[Directions]: Rewrite every line of the data below, multiplying each answer coordinate by 1.9 and rounding to the nearest whole number (halves round up), and keep all other lines unchanged. Leave the pictures out.

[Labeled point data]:
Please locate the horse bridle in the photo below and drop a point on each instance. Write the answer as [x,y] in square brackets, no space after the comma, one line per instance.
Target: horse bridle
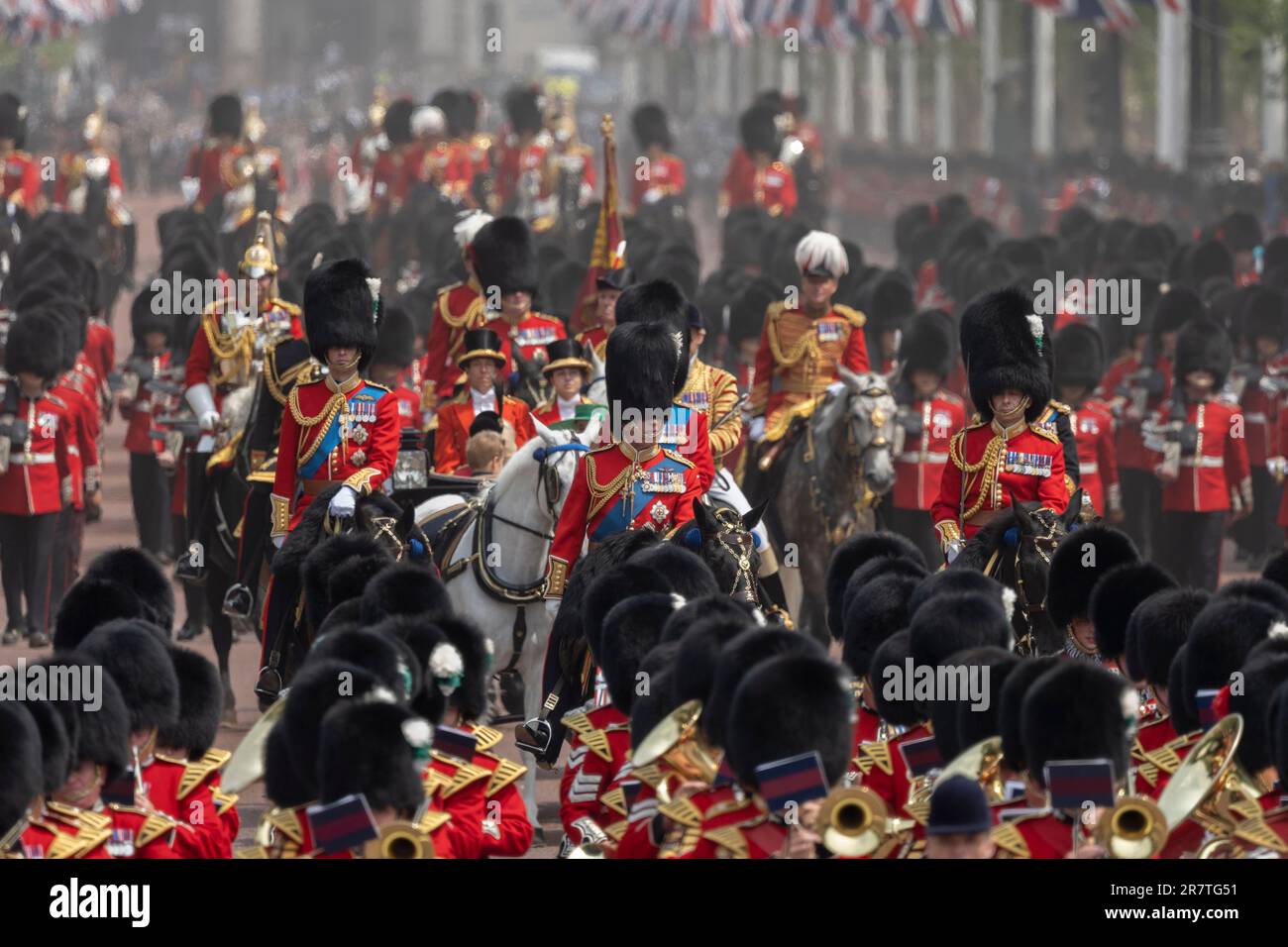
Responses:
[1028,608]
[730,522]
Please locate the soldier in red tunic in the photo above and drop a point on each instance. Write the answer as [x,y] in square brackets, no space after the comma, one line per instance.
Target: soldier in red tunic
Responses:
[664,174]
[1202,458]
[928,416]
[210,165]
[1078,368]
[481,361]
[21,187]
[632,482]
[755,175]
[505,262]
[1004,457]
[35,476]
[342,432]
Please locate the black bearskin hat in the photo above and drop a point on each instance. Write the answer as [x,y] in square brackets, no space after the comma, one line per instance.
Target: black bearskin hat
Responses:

[Answer in full]:
Please locate the horse bridle in the photo below and drop a point on each instance. Write the answer as [x,y] in square brackets, no space after the comma, one line per instance.
Target: horse bridle
Responses:
[1953,1155]
[1387,992]
Please locate the soldier in red tunic in the photo above and drop a point on each instance. Write the answer as [x,y] in square brackets, no space after the comma, one line per instance.
Target: soldier in red tunic
Responses:
[1262,331]
[2284,870]
[1763,790]
[399,314]
[2048,699]
[914,686]
[40,355]
[1201,916]
[1435,333]
[960,498]
[1908,868]
[67,904]
[650,821]
Please locate the black bearskin hat in the photo above and drop a point on each instance. Write the answer as [x,y] in square brackets, no space after the comma, one line per instance.
Target: black bearskin hat
Responses:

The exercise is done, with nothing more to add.